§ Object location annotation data
----

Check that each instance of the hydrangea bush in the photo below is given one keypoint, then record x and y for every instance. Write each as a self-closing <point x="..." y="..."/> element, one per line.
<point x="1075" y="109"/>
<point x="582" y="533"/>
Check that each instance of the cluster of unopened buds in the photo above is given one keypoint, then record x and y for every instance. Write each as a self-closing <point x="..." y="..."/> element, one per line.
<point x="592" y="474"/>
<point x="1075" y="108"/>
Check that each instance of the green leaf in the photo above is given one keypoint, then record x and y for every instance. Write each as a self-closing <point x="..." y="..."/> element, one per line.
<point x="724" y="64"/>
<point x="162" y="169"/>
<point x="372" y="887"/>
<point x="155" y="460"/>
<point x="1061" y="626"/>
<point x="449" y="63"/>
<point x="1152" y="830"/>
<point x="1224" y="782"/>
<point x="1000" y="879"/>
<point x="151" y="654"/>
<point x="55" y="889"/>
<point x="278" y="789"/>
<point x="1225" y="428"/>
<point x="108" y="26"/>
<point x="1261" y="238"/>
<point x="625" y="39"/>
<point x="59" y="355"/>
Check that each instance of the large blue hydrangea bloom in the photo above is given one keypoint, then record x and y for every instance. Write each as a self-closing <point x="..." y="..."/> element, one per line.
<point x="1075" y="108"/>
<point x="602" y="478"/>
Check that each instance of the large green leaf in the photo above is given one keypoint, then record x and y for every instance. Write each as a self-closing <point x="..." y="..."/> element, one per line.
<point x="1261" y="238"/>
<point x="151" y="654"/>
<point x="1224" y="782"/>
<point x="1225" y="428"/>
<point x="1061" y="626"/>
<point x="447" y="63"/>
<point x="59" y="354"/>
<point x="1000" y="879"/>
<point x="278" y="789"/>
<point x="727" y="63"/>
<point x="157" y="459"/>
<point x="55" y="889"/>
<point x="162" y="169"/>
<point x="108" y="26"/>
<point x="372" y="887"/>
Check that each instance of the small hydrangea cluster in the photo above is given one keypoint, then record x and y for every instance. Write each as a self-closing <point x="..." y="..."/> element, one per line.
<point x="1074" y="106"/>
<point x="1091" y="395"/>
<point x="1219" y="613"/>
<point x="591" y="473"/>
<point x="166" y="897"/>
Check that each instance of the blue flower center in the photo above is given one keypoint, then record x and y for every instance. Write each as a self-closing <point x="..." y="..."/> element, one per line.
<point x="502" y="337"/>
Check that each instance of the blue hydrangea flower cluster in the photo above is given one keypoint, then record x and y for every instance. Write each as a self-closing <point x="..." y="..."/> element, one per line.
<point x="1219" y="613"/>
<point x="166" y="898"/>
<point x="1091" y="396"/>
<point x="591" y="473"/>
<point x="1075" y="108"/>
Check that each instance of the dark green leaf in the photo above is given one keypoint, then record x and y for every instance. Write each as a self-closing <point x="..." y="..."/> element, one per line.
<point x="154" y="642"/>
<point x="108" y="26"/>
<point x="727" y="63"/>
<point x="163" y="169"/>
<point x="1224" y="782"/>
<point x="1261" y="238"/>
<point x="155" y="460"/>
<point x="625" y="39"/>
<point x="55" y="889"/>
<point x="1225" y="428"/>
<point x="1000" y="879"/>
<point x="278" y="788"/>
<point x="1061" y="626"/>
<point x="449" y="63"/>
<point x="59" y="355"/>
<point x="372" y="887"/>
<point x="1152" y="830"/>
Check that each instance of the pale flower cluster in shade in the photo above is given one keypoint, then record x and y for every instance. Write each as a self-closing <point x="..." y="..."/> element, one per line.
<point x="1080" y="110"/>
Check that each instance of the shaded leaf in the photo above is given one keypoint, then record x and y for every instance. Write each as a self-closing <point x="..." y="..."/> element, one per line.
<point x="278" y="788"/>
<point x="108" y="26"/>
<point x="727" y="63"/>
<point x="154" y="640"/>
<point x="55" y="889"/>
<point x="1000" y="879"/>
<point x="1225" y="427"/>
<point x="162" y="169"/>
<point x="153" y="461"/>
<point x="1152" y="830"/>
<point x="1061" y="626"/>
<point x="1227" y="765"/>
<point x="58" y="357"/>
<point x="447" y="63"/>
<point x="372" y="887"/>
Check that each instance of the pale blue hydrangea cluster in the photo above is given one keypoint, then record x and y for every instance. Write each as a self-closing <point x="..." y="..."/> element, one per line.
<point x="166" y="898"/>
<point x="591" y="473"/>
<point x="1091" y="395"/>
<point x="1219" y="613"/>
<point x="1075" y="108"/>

----

§ Short exercise
Give back all the data exactly as written.

§ Task answer
Check that each instance of the hydrangea bush in the photo below is given one keypoint, then record x and y for every instance. Write each as a self-closing <point x="..." y="..."/> element, one per line.
<point x="1075" y="109"/>
<point x="582" y="533"/>
Check that each instance of the cluster of unopened buds in the photo above is given one keypoint, then record x and y for every instance. Write each as a self-closing <point x="..." y="..."/> element, one per line.
<point x="592" y="474"/>
<point x="1075" y="108"/>
Check that each instance of the green leaf in the photo above is given one keypoint, then record x and y for every instance. Write each as a self-closing <point x="..." y="..."/> element, one per line.
<point x="724" y="64"/>
<point x="162" y="169"/>
<point x="372" y="887"/>
<point x="155" y="460"/>
<point x="1061" y="626"/>
<point x="449" y="63"/>
<point x="1152" y="830"/>
<point x="1224" y="782"/>
<point x="1000" y="879"/>
<point x="151" y="654"/>
<point x="55" y="889"/>
<point x="278" y="789"/>
<point x="1225" y="428"/>
<point x="108" y="26"/>
<point x="1261" y="238"/>
<point x="625" y="39"/>
<point x="59" y="355"/>
Check that each instance of the large blue hydrangea bloom in the photo above is given one keypoint, then record x and y for every instance. Write each as a self-closing <point x="..." y="..."/> element, one per line.
<point x="1075" y="108"/>
<point x="602" y="478"/>
Check that each instance of the large green leaf in the photo above is given one keypoint, then record x and y for every instance. Write each as a self-closing <point x="..." y="..."/> element, one per line.
<point x="1261" y="238"/>
<point x="151" y="654"/>
<point x="1224" y="782"/>
<point x="1225" y="428"/>
<point x="1061" y="626"/>
<point x="447" y="63"/>
<point x="59" y="354"/>
<point x="1000" y="879"/>
<point x="278" y="789"/>
<point x="727" y="63"/>
<point x="157" y="459"/>
<point x="55" y="889"/>
<point x="162" y="169"/>
<point x="108" y="26"/>
<point x="372" y="887"/>
Check that each instance of the small hydrangea cluster in the photo above is given one keypoint, then record x and y for every instance. Write each as a self-closing <point x="..." y="..."/> element, one per line.
<point x="1074" y="106"/>
<point x="1091" y="395"/>
<point x="1219" y="613"/>
<point x="591" y="473"/>
<point x="166" y="897"/>
Check that each instance of the blue flower center in the photo above is given one keypoint, then record x and y for every instance. Write each as a self-closing <point x="..." y="..."/> element, one per line.
<point x="502" y="337"/>
Check that each instance of the blue hydrangea flower cluster in the photo above is given one keypoint, then record x and y for every instance. Write each as a self-closing <point x="..." y="..."/> element, one per line.
<point x="1219" y="613"/>
<point x="166" y="898"/>
<point x="1091" y="396"/>
<point x="591" y="473"/>
<point x="1075" y="108"/>
Check that each instance of the dark green leaf in the photo above is given one keypoint, then record x and y for every instance. Write each as a self-closing <point x="..." y="..."/> element, one per line.
<point x="154" y="642"/>
<point x="108" y="26"/>
<point x="727" y="63"/>
<point x="163" y="169"/>
<point x="1224" y="782"/>
<point x="1261" y="238"/>
<point x="155" y="460"/>
<point x="625" y="39"/>
<point x="55" y="889"/>
<point x="1225" y="428"/>
<point x="1000" y="879"/>
<point x="278" y="788"/>
<point x="1061" y="626"/>
<point x="449" y="63"/>
<point x="59" y="355"/>
<point x="372" y="887"/>
<point x="1152" y="830"/>
Check that each instance of the pale flower cluster in shade in the photo above is given one keypoint, then record x and y for every instance. Write each as a self-closing <point x="..." y="..."/> element, one per line.
<point x="1080" y="110"/>
Check that each instance of the shaded leaf in the photo above is given one keypoint, then record x and y for every instance. Write each as a self-closing <point x="..." y="..."/> element, one per line.
<point x="278" y="788"/>
<point x="108" y="26"/>
<point x="727" y="63"/>
<point x="154" y="640"/>
<point x="55" y="889"/>
<point x="1000" y="879"/>
<point x="1225" y="427"/>
<point x="162" y="169"/>
<point x="153" y="461"/>
<point x="1152" y="830"/>
<point x="1061" y="626"/>
<point x="1227" y="765"/>
<point x="58" y="357"/>
<point x="447" y="63"/>
<point x="372" y="887"/>
Check that each instance of the pale blue hydrangea cluster in the photo above is given one keypoint, then record x and y for every instance. Write each as a self-closing <point x="..." y="..."/> element, one per line.
<point x="166" y="898"/>
<point x="591" y="473"/>
<point x="1091" y="395"/>
<point x="1219" y="613"/>
<point x="1075" y="108"/>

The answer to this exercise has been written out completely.